# FRAGMENT TEKSTU

Właśnie gramy

Tytuł

Wykonawca


„O cholera, czy to Freddy Fazbear?”

Autorstwana 3 listopada 2023

Ah, stary mem sprzed dwóch miesięcy. Jednych bawi, inni są zażenowani, ale przynajmniej Polacy wpisali się w trend na szerszą skalę. Jak jednak zupełnie inaczej brzmiała ta kwestia, gdy krzyknął ją ktoś na sali kinowej, a patrząc przed siebie, zdałam sobie sprawę: tak, to naprawdę on, legendarny misiek na wielkim ekranie. Pytanie tylko, czy był to koszmar, czy może słodki sen.

It’s been so long

W piątek 27 października spelniło się marzenie fanów Five Nights at Freddy’s. Po 9 latach od zadebiutowania niskobudżetowej gry indie stworzonej przez jednego człowieka seria doczekała się kolejnych 9 głównych gier, 4 spin-offów, 3 dodatków, 28 książek, masy gier fanowskich, aż w końcu przyszła pora na długometrażowy film. Patrząc na to, jak daleko zaszedł FNAF i jak stał się nie tylko ikoną gatunku mascot horror, ale fenomenem na skalę całego internetu (kto choć raz nie widział chociaż jednego mema z tej serii albo nie słyszał choć jednej piosenki, niech pierwszy rzuci kamień) można zrozumieć poruszenie wywołane tą adaptacją, która w planach była już od 2015 roku!

# DANE
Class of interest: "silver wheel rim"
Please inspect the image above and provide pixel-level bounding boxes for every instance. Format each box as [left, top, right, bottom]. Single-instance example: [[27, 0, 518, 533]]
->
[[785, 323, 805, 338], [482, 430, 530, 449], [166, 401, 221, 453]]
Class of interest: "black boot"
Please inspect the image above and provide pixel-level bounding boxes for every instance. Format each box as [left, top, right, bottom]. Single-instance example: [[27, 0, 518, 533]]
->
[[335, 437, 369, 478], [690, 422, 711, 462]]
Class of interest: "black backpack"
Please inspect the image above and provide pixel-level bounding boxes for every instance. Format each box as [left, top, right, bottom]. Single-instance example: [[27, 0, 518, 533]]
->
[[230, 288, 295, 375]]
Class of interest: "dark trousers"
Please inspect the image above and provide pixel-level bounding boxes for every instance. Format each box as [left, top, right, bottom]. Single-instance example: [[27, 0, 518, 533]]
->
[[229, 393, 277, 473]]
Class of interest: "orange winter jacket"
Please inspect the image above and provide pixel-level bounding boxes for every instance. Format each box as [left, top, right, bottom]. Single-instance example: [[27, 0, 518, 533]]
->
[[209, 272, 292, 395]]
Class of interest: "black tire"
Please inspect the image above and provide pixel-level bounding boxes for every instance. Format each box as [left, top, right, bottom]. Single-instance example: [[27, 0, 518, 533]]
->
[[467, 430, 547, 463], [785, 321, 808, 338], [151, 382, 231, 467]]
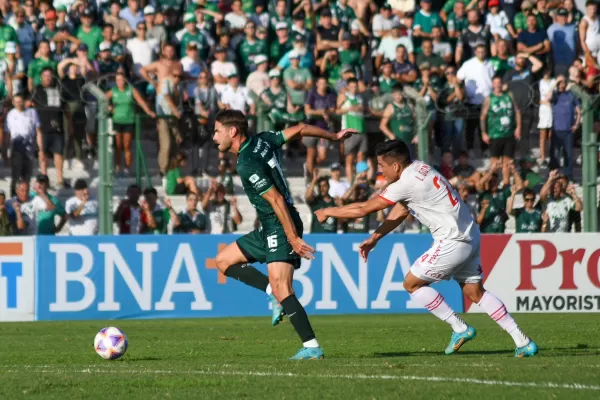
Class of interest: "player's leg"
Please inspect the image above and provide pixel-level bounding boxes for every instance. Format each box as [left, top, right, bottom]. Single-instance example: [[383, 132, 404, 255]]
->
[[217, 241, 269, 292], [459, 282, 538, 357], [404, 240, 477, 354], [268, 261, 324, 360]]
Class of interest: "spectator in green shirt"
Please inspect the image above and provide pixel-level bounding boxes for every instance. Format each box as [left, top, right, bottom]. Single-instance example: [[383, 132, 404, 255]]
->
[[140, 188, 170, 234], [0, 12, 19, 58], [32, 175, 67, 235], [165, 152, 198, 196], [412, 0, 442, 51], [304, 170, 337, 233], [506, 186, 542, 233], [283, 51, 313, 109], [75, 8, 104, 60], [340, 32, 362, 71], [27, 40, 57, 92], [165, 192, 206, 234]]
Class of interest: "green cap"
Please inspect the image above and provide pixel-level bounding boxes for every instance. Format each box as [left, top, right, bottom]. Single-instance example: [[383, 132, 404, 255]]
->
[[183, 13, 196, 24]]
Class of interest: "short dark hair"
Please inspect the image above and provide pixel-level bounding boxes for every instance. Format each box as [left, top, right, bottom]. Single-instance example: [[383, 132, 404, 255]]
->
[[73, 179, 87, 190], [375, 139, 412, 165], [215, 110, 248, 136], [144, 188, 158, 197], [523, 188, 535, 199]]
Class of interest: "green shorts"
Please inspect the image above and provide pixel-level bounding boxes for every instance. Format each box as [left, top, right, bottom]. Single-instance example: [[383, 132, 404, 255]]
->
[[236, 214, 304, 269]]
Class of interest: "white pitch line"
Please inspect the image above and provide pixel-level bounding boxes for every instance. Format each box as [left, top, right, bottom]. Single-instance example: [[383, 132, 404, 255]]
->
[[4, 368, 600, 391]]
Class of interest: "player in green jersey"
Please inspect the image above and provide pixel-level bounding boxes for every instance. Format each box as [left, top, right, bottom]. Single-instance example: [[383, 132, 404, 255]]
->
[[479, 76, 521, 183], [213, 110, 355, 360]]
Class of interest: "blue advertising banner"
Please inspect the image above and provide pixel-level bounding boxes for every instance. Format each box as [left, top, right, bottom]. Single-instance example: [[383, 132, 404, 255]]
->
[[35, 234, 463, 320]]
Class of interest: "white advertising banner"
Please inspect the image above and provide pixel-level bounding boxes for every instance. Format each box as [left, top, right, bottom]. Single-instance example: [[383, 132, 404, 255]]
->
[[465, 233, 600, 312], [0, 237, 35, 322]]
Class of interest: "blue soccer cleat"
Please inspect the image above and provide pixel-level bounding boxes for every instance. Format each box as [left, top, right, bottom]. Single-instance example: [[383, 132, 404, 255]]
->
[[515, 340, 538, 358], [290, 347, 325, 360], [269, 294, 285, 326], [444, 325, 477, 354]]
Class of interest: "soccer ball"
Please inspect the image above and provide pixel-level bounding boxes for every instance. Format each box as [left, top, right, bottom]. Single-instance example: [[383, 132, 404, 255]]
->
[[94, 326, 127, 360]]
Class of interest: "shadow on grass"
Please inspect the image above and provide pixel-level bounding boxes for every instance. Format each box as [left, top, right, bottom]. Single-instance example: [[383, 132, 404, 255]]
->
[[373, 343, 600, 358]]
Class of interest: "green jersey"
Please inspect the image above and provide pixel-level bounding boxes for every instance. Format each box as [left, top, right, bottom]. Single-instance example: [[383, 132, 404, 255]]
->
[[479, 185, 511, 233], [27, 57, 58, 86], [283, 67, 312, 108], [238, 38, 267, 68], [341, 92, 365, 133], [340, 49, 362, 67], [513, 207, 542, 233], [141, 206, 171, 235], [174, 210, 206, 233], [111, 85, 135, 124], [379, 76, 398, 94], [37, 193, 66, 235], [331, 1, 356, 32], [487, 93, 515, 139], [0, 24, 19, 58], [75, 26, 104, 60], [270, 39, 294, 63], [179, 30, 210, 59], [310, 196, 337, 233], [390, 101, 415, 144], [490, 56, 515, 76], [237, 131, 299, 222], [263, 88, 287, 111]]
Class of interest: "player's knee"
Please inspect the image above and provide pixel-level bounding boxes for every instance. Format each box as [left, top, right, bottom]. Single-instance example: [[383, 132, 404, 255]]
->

# DO WYKONANIA
a – Przekształć w tabelę Markdown wiersze rekordów, zaczynając od pierwszego wiersza rekordów i kończąc na wierszu z „401, 221, 453]]” włącznie. Nadaj kolumnom nazwy „Nr” i „Treść” i pomiń puste wiersze.
b – Dopisz dalszy ciąg tekstu o filmie Five Nights at Freddy’s, zaczynając po jego ostatnim zdaniu.

# OCZEKIWANE ODPOWIEDZI
a –
| Nr | Treść |
|---|---|
| 1 | Class of interest: "silver wheel rim" |
| 2 | Please inspect the image above and provide pixel-level bounding boxes for every instance. Format each box as [left, top, right, bottom]. Single-instance example: [[27, 0, 518, 533]] |
| 3 | -> |
| 4 | [[785, 323, 805, 338], [482, 430, 530, 449], [166, 401, 221, 453]] |

b –
Jeszcze większe emocje wywołał fakt, że nad scenariuszem Pięciu Koszmarnych Nocy pracował sam twórca tej franczyzy, Scott Cawthon. Patrząc na jego pomysły z gier i książek, a w szczególności na jego talent do opowiadania upiornych i szokujących historii, oczekiwania miały prawo być wysokie. Jeszcze na długo przed premierą fandom zasypywały wszelkie newsy dotyczące produkcji, przeróżne zdjęcia z planu filmowego, a co najważniejsze – teorie dotyczące akcji tego dzieła. Jak wielu innych miłośników serii liczyłam na to, że film chociaż trochę rozjaśni piekielnie zagmatwaną fabułę FNAF-a – każdy po cichu oczekiwał na potwierdzenie pewnych popularnych domysłów bądź wyjaśnienie jakiejś nierozwiązanej dotąd tajemnicy, czego akurat w przypadku tych gier nie brakuje. Tak się jednak nie stało – i jak się okazuje, na szczęście.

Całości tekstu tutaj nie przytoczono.